Instruction 1: Reproduce the part of the listing below that opens with the line containing "Find the number 21" and runs through the end of the listing, copying those lines verbatim.

Text segment:
>> begin
Check the video tutorial here:

BE AWARE: the "correct vignetting" tool uses special Kang Weiss models to correct vignetting in data that isn't flat-field calibrated yet. If you have applied a masterflat already, and if it doesn't work optimally, adjust the remaining illumination problems with the "remove light pollution" tool. This tool will not work properly in that case because the illumination profile can't be modelled anymore using a Kang Weiss model.

To correct your integration/stack with the vignetting correction tool:

  • use the third model, elliptical Kang Weiss with geometric factor. This is the most complex model and should give you the best correction.
  • place the boxes over areas with only sky background and stars. Lots of stars in the boxes are no problem. And spread the boxes evenly.
  • for vignetting correction to work well, you really need to be able to sample the corners and the center of the light frame.
  • the required number of area select boxes is a minimum to get a good and stable model. So try to use more boxes and spread them evenly over the entire image. Don't worry if boxes turn yellow. If boxes turn red, remove them or double check that they are placed over an area with only sky background and stars. 
  • The yellow and red boxes don't necessarily mean these boxes are bad, but they indicate that they could be bad, so you can double check. If you are unsure, remove them and try to find another spot.
>> end
Instruction 2: Write the next part of the instructions on the vignetting correction tool, picking up after their final sentence.

(Point-based annotation data)
>> begin
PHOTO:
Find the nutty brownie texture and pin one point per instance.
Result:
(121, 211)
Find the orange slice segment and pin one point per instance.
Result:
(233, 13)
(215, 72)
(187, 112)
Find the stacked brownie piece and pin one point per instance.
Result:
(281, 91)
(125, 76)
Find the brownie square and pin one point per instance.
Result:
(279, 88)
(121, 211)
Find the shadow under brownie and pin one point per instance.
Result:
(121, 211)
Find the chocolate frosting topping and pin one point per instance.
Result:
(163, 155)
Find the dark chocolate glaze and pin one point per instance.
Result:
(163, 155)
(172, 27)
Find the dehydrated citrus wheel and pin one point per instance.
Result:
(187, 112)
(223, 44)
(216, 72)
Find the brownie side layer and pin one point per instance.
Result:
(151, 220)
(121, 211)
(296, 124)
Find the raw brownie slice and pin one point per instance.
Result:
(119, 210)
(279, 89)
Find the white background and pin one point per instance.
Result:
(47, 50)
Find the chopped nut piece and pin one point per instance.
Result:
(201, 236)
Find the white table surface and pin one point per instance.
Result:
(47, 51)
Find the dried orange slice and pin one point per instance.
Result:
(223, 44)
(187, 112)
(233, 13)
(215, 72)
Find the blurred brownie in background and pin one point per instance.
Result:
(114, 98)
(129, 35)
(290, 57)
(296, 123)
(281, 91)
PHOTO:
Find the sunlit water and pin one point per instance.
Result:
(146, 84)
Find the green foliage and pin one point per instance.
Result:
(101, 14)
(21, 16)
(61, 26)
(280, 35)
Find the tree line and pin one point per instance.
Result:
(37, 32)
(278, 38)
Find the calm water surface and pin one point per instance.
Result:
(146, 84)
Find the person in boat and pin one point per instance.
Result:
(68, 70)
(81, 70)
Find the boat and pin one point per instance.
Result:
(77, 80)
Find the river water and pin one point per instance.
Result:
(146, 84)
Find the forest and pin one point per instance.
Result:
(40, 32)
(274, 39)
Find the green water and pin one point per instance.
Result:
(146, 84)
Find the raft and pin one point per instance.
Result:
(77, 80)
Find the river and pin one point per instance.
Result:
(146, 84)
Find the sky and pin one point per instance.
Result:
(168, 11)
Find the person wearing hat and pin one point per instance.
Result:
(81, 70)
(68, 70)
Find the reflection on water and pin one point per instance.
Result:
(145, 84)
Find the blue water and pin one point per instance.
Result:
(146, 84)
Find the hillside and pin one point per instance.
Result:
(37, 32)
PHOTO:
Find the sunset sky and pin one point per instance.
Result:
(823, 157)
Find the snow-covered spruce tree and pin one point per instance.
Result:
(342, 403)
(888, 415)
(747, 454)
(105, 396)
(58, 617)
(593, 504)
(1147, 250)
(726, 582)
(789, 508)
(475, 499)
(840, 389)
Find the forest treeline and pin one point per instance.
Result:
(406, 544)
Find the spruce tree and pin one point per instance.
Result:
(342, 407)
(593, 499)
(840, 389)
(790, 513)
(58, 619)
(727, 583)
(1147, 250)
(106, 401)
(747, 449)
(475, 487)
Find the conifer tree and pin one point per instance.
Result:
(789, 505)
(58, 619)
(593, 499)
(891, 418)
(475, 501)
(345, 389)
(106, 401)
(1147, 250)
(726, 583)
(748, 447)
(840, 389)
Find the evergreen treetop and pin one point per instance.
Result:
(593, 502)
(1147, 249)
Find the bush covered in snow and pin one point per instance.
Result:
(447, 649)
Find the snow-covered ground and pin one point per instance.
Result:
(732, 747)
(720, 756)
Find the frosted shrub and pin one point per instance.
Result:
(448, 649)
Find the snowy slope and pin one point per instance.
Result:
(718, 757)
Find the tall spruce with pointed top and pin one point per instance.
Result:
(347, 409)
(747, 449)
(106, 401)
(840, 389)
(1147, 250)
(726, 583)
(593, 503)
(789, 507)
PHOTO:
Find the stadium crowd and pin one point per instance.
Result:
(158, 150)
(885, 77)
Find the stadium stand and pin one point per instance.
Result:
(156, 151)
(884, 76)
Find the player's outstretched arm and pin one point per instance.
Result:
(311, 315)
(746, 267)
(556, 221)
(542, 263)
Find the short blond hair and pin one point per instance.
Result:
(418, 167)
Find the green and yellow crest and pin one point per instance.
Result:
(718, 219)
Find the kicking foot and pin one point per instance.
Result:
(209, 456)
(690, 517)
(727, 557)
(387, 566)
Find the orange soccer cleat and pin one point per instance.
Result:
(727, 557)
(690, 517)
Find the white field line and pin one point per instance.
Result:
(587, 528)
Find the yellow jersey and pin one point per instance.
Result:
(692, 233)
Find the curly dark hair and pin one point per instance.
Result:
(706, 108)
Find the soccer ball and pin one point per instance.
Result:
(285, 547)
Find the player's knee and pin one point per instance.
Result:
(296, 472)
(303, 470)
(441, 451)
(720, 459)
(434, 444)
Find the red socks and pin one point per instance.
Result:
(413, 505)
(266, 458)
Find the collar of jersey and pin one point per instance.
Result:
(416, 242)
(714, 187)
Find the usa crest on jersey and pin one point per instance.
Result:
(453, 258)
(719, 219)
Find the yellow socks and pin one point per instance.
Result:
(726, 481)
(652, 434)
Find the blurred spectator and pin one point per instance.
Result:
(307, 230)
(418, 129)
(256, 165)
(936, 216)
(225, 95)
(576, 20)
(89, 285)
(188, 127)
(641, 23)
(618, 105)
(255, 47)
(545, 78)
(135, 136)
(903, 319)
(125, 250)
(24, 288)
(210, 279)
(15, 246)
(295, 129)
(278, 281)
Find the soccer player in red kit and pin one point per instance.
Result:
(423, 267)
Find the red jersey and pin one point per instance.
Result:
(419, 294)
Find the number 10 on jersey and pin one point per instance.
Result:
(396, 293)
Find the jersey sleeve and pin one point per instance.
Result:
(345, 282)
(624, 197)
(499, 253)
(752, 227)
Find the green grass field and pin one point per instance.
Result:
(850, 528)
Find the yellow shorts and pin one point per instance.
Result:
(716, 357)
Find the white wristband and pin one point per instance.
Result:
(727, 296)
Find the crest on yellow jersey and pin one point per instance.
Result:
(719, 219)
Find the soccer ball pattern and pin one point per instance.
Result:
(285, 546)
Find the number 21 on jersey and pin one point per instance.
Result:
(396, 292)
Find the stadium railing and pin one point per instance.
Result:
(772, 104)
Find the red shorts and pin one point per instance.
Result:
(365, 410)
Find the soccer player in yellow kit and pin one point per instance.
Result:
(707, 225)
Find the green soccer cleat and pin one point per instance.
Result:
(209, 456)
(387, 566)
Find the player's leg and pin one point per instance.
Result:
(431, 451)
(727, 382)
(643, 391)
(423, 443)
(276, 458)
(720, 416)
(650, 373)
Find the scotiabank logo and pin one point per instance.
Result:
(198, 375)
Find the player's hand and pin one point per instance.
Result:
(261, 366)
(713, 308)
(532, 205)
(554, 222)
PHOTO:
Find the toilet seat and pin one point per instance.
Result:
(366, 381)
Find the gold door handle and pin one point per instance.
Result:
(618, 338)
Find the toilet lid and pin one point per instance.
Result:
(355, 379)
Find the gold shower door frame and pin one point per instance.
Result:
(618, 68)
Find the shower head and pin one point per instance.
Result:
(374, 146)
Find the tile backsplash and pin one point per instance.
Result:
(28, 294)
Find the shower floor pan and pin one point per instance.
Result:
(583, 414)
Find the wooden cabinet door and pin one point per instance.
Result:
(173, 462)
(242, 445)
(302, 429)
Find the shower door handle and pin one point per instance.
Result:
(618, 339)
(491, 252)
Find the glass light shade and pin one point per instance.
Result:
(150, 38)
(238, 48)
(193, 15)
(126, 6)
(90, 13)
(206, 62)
>> end
Expected output 1:
Find the number 21 on jersey and pin one point per instance.
Result:
(396, 292)
Find the stadium railing and pin one point per instance.
Result:
(772, 104)
Find the red shorts and pin one point per instance.
Result:
(365, 410)
Find the soccer player in yellow kit and pin one point per instance.
Result:
(707, 225)
Find the green soccer cleat and pin one point per instance.
Result:
(209, 456)
(387, 566)
Find the player's leg and pin one point per instance.
Result:
(431, 451)
(727, 382)
(643, 391)
(423, 443)
(276, 458)
(720, 416)
(650, 373)
Find the scotiabank logo and pin one point per instance.
Result:
(198, 375)
Find the player's hand and pin one point per instance.
Result:
(261, 366)
(713, 308)
(532, 205)
(554, 222)
PHOTO:
Find the toilet seat and pin one point per instance.
Result:
(366, 381)
Find the gold door handle and pin one point per instance.
Result:
(618, 338)
Find the toilet lid and pin one point per instance.
Result:
(355, 379)
Find the gold shower door frame and pin one point per instance.
Result:
(618, 68)
Find the shower head and pin one point per instance.
Result:
(374, 146)
Find the tile backsplash and pin one point per instance.
Result:
(28, 294)
Find the shower floor pan and pin one point per instance.
Result:
(583, 414)
Find the wooden cabinet door and pin one point per instance.
Result:
(173, 462)
(242, 445)
(302, 429)
Find the shower door handle and pin one point per instance.
Result:
(618, 339)
(491, 252)
Find the glass light shade and pin one point per instance.
Result:
(150, 38)
(238, 48)
(193, 15)
(126, 6)
(90, 13)
(206, 62)

Expected output 2:
  • finally, if you can't get a good correction, due to too little area's with only sky background and stars, try to get a better correction with the "remove light pollution" (gradient) tool. That can sometimes give a better result.

 

An example: in this case I use just 1 single light frame of 300sec exposure iso 400 shot with a Nikon D5100 behind a Robtics ED 102 ED Apo.

DSC 0018 St

I start the "correct vignetting" tool and correct the frame, I selected the third model: "Elliptical KangWeiss with GF" and placed several boxes evenly over the image and sampled the corners.

app VC3
app VC1
app VC2

this shows you that the "correct vignetting" tool will automatically calibrate your background based on the supplied boxes while working in the tool, this will give you the best control over the outcome. Inititally it starts the tool with Linear Background Neutralization, after having placed boxes and having calculated the model, APP applies Linear Background Neutralization based on the area select boxes. Also notice in the tools that I have enabled saturation with a high SAT value 0.23 and a low SAT TH value of 0.12 so I saturate the background to help see possible color gradients in the data. This really helps you visually to get a good correction.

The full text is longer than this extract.